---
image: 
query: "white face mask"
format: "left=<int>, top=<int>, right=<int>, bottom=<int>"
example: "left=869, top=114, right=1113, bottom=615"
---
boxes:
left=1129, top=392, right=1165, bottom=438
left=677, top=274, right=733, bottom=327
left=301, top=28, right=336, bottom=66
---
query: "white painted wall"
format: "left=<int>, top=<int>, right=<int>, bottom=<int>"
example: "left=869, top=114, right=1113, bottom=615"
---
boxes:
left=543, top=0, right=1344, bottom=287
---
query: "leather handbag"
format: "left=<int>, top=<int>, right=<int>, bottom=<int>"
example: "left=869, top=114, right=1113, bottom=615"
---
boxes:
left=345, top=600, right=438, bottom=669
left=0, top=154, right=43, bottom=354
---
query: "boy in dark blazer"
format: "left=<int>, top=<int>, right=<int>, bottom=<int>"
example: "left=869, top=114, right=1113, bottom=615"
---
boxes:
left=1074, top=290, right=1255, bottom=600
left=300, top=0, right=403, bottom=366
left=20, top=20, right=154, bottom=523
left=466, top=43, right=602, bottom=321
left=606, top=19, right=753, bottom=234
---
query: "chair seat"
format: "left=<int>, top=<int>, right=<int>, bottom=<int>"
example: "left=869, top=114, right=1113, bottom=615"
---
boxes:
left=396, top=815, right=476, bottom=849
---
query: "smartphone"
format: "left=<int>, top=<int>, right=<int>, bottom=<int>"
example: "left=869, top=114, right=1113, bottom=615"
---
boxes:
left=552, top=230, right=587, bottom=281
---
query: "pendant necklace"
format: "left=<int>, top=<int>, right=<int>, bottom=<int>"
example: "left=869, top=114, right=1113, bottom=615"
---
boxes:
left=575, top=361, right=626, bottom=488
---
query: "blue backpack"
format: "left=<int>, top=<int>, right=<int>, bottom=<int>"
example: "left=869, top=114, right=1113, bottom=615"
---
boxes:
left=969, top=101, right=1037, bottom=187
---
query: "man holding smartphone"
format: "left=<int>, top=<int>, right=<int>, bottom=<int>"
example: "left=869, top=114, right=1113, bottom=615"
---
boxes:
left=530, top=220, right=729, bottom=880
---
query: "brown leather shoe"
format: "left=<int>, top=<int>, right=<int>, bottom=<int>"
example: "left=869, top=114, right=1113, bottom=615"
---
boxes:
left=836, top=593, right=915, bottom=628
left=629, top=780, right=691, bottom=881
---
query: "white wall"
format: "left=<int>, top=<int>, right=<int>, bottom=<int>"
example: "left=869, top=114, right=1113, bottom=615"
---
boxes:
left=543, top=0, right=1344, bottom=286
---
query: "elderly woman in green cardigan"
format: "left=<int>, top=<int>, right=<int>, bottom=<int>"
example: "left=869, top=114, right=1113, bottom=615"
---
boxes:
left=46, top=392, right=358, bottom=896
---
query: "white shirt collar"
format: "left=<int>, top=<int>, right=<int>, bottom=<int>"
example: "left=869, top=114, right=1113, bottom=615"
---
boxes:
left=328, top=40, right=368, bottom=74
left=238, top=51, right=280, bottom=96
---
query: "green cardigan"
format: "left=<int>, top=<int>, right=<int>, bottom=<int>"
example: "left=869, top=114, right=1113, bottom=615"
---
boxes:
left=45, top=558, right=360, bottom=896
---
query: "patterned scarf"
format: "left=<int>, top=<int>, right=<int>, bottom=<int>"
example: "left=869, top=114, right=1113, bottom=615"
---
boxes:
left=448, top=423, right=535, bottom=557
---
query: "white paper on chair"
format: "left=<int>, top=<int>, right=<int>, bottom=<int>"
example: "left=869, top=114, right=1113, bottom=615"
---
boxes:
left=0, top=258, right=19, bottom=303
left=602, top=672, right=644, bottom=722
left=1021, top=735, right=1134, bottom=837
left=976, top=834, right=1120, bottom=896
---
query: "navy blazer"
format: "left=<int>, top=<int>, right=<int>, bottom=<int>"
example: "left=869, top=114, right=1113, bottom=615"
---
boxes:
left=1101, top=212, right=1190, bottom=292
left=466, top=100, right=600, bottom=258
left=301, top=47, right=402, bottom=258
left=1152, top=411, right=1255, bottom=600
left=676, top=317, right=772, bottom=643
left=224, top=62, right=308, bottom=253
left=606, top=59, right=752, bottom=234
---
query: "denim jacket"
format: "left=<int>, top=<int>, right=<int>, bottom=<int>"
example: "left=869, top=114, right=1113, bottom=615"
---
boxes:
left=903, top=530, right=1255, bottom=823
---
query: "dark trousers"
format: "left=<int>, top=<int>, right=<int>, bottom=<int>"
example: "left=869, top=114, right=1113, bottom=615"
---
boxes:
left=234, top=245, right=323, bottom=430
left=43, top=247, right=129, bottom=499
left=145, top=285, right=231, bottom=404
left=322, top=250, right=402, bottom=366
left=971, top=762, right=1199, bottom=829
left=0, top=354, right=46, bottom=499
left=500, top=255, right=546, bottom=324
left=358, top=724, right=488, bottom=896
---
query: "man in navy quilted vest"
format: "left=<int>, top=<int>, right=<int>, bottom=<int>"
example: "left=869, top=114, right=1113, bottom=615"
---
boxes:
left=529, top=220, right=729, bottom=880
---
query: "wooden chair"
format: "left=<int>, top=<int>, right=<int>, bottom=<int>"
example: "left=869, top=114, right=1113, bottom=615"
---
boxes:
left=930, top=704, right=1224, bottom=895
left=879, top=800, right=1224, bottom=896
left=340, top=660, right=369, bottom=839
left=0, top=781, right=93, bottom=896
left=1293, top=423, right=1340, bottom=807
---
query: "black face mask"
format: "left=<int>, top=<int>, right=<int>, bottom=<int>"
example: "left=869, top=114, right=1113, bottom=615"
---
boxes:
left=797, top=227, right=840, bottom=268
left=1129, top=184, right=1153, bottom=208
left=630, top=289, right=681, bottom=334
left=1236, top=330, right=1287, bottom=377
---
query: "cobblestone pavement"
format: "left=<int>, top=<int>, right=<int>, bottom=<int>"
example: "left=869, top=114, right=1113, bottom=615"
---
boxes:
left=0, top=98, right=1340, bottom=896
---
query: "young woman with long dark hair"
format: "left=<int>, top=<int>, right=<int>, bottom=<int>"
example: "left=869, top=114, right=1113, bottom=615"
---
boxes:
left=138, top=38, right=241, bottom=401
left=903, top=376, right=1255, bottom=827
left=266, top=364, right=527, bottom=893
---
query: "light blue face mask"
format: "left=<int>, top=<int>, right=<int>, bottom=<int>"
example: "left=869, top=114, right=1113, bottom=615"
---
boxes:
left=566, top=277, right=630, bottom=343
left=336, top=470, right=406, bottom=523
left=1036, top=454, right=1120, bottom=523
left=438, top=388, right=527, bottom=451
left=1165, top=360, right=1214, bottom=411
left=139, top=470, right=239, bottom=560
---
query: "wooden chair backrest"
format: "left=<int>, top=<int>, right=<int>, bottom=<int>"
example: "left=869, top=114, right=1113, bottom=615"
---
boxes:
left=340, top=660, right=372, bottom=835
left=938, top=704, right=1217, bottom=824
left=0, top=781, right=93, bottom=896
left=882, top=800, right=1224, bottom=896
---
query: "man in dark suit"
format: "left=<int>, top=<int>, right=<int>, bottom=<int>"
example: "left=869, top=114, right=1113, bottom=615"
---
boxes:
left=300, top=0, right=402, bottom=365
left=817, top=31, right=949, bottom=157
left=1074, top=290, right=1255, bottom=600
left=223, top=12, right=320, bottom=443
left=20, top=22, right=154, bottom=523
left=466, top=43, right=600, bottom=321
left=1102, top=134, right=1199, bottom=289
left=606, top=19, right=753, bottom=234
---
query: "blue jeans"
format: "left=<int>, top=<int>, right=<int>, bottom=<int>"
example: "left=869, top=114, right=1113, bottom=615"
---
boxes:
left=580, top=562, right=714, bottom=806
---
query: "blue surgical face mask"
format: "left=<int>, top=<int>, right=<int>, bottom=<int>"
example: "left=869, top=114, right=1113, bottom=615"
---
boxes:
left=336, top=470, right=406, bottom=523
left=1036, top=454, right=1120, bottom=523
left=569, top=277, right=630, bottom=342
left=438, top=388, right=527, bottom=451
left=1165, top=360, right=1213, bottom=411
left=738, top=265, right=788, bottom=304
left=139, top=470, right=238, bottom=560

#### AIM OF THE EXERCISE:
Count the lines in the records above that contain the word "blue" and reply with the number alone.

#### COMPLETE RESPONSE:
4